Print the whole listing exactly.

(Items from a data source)
-------------------------
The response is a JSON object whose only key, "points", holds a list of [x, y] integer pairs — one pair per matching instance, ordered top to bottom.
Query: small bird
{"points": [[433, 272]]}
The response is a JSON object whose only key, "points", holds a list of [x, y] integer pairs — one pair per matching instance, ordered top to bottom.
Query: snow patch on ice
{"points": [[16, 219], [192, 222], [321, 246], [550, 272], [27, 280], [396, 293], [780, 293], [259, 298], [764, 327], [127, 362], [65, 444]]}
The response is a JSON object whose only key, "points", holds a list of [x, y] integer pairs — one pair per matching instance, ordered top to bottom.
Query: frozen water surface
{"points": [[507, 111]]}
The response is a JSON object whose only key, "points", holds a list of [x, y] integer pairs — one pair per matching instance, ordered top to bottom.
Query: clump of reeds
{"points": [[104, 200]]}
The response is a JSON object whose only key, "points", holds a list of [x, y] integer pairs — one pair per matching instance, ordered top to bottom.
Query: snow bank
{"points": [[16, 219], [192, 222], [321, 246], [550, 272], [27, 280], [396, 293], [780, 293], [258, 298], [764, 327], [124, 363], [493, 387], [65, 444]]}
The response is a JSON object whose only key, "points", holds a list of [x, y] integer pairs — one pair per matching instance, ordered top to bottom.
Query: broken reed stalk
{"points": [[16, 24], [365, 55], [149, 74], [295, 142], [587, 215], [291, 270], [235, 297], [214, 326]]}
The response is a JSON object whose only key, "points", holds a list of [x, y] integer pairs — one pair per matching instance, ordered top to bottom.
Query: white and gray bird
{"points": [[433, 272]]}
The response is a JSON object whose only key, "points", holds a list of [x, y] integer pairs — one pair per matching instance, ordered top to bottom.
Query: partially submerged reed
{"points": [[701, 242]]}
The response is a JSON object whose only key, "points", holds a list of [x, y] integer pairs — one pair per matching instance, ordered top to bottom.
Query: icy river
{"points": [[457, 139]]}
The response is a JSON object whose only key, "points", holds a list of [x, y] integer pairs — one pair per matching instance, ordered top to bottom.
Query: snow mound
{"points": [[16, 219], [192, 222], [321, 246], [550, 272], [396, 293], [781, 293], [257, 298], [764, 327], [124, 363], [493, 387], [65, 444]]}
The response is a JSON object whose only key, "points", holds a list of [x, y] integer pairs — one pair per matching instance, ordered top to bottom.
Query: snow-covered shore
-------------------------
-- ANSWER --
The response is a JSON object whose only key, "points", holds a list of [x, y] integer pairs — one pair per matching instance, ordered top to bottom.
Query: small bird
{"points": [[433, 272]]}
The response is a JSON object whose only key, "points", holds a list of [x, y] integer pairs — one pair per matching instance, ordered top to bottom.
Query: snow patch on ice
{"points": [[16, 219], [192, 222], [321, 246], [550, 272], [27, 280], [396, 293], [780, 293], [259, 298], [764, 327], [127, 362], [65, 444]]}
The response is a JSON object whose only key, "points", holds a list of [x, y] integer pairs — one pair per matching instance, ordered top to bottom.
Query: frozen water surface
{"points": [[507, 111]]}
The response is a JSON object whose only key, "points", holds a list of [x, y] integer pairs — one pair per matching instance, ordered top to bottom.
Query: clump of reeds
{"points": [[104, 200]]}
The response is a JSON object whose only key, "points", holds a list of [x, y] integer pairs — one pair per matching instance, ordered top to bottom.
Query: snow bank
{"points": [[16, 219], [192, 222], [321, 246], [550, 272], [27, 280], [396, 293], [780, 293], [258, 298], [764, 327], [124, 363], [493, 387], [65, 444]]}
The response is a JSON object whose only key, "points", holds a list of [x, y] integer pairs — one pair per matching instance, ordered top to bottom.
Query: broken reed stalk
{"points": [[16, 24], [365, 55], [149, 74], [295, 142], [587, 215], [291, 270], [235, 297], [214, 326]]}
The response is a JSON object whose only key, "points", holds a list of [x, y] integer pairs — one pair per matching instance, ordered top to bottom.
Query: white and gray bird
{"points": [[433, 272]]}
The response is a JSON object whose only key, "points", holds a list of [x, y] integer pairs — one pair per matching instance, ordered top to bottom.
Query: partially submerged reed
{"points": [[701, 242]]}
The response is a JSON object whose only key, "points", holds a list of [x, y] integer pairs — one pair per matching instance, ordered top to bottom.
Query: icy river
{"points": [[457, 139]]}
The response is a JSON object whose only key, "points", holds a list of [x, y] integer pairs — one pair per matching instance, ordered top to bottom.
Query: snow mound
{"points": [[16, 219], [192, 222], [321, 246], [550, 272], [396, 293], [781, 293], [257, 298], [764, 327], [124, 363], [493, 387], [65, 444]]}
The response is a JSON object whose only key, "points", holds a list of [x, y] integer pairs — one pair per matching instance, ordered top to bottom.
Query: snow-covered shore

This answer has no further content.